What you will do
Nothing in the data is to be left out; copy it exactly.

Exercise inputs
=== Begin Enclosure ===

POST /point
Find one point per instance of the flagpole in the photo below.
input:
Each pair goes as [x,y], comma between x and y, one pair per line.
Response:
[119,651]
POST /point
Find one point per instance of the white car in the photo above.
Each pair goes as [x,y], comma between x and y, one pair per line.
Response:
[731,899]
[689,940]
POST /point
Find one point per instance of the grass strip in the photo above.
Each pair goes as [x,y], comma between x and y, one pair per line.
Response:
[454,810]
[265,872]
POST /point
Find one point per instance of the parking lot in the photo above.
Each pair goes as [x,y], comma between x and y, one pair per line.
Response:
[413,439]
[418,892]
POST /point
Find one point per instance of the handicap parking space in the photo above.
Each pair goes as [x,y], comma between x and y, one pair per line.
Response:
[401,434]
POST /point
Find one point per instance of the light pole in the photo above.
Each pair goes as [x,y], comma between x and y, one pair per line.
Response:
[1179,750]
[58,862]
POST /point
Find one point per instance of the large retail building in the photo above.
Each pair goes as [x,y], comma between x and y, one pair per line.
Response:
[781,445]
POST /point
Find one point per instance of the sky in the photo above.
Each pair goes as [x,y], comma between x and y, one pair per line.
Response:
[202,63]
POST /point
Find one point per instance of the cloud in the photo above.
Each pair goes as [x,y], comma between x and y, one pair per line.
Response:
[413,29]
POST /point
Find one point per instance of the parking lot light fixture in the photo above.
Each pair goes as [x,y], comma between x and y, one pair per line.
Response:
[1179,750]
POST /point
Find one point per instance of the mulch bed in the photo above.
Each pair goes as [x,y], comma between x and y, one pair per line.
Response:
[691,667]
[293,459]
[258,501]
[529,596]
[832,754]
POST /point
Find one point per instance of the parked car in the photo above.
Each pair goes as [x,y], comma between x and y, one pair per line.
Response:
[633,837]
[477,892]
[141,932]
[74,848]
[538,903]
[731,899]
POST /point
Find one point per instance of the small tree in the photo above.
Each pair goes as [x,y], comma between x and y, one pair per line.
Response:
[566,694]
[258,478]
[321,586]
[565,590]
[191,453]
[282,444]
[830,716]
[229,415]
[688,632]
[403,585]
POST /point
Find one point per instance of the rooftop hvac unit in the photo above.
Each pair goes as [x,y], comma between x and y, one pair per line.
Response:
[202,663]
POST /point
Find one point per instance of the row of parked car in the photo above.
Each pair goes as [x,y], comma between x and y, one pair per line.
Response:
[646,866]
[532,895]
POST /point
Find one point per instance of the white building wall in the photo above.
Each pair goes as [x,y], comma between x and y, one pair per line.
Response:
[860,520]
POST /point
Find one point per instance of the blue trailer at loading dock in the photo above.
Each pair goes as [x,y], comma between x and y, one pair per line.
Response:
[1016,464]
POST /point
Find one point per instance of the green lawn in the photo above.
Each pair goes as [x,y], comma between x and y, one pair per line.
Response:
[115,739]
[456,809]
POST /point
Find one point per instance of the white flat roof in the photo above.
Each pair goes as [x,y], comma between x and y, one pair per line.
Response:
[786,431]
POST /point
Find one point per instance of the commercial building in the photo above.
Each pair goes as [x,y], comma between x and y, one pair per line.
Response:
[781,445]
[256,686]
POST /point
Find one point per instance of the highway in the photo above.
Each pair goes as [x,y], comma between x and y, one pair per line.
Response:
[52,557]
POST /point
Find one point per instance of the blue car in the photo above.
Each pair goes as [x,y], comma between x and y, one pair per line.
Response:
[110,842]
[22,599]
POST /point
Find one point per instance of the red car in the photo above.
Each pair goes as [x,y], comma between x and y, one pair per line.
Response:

=== End Enclosure ===

Exercise answer
POST /point
Find one point per instance of the flagpole in the photo below.
input:
Each pair goes as [x,y], comma between x and y, one pair per line.
Response:
[119,651]
POST /point
Find one point per instance of the white car in the photo above.
Each pair goes as [x,y], comma between x and y, one pair per line.
Response:
[731,899]
[689,940]
POST /point
Find one point per instance of the grass strip in the photo above.
Each pair goes as [x,y], comma between x and y, one pair per line.
Response:
[454,810]
[265,872]
POST /point
Find one point per instance of the parking lot in the photo above.
Each pair goes as [x,y], comma between x and y, one pair per line.
Response:
[413,439]
[418,892]
POST /point
Find one point per instance of the handicap parking space in the photo above.
Each pair goes as [x,y], comma between x and y, one pair per line.
Response:
[401,434]
POST /point
Find one point per instance of the light pole in the photo above.
Each pair goes as [x,y], comma between x and y, one pair per line.
Response:
[1179,750]
[58,862]
POST /point
Find one point per instance of the large retail building in the photo above.
Each pair goes as [x,y], comma between x and y, one pair per line.
Response:
[781,445]
POST /point
Find one point per instance of the sky in the photo above.
Each pair goes as [x,y], comma between x and y, one pair per line.
Response:
[202,63]
POST /point
Find one point per instance of the cloud in the photo above.
Each pair goes as [x,y], comma between x and y, one pair per line.
Response:
[413,29]
POST /point
Find one point per instance of the parking lot light fixture in the photo above.
Each pair goes as [x,y], comma between x and y, one pair per line.
Response:
[1179,750]
POST /point
Find one point per instance of the mulch bed in the photo above.
Each pair goes as [x,y], comma between x and y, one pair per line.
Response:
[691,667]
[293,459]
[258,501]
[529,596]
[832,754]
POST /point
Find one point per instance of the parked car in the photo above.
Each pair goes as [x,y], comma between x and y, one pair per line.
Response:
[633,837]
[477,892]
[141,932]
[74,848]
[538,903]
[731,899]
POST /point
Find one point per instance of the small tree in the photo above.
Each pair goes as [x,y], comma between x and y, one pair per line.
Response:
[566,694]
[258,478]
[321,586]
[565,590]
[191,453]
[282,444]
[830,716]
[229,415]
[688,632]
[403,585]
POST /point
Find one point per instance of the rooftop hvac unit in the photo above.
Each pair goes as [x,y], comma between x and y, one pair per line.
Response:
[202,663]
POST /point
Find one point per instance of the row of parked car in the photo above.
Each pair goes as [x,y], comma between x and y, one pair per line.
Response:
[646,866]
[532,895]
POST /point
Find one point per instance of the white building wall in the photo above.
Each pair goes as [x,y], comma between x and y, one pair per line.
Response:
[860,520]
POST /point
Find one point per instance of the blue trailer at loading dock in the photo above.
Each pair goes as [x,y], comma between x and y, one pair per line.
Response:
[1016,464]
POST /point
Find one point per instance of the green lawn in the photo above.
Each pair goes as [x,y], comma between x and y, one pair per line.
Response:
[115,739]
[456,809]
POST /point
Find one point per instance of the white flat roof in the photo above.
Each pair goes as [x,y], comma between x and y, one pair per line.
Response:
[786,431]
POST /point
Find one point per instance of the commercial building in the photo above.
Each pair goes as [x,y], comma between x and y, one pair per line.
Response:
[781,445]
[256,686]
POST /point
Find one point per instance of the highway in the photo above.
Each pair goes as [x,y], comma between x and y, one pair per line.
Response:
[52,557]
POST /point
Find one point per instance of the blue car in the photo above.
Each pair goes as [x,y], comma between x and y, one pair per line.
Response:
[110,842]
[22,599]
POST /point
Find one point per instance of the red car in the photo above.
Each pair goes as [x,y], comma between x and y, one pair per line.
Response:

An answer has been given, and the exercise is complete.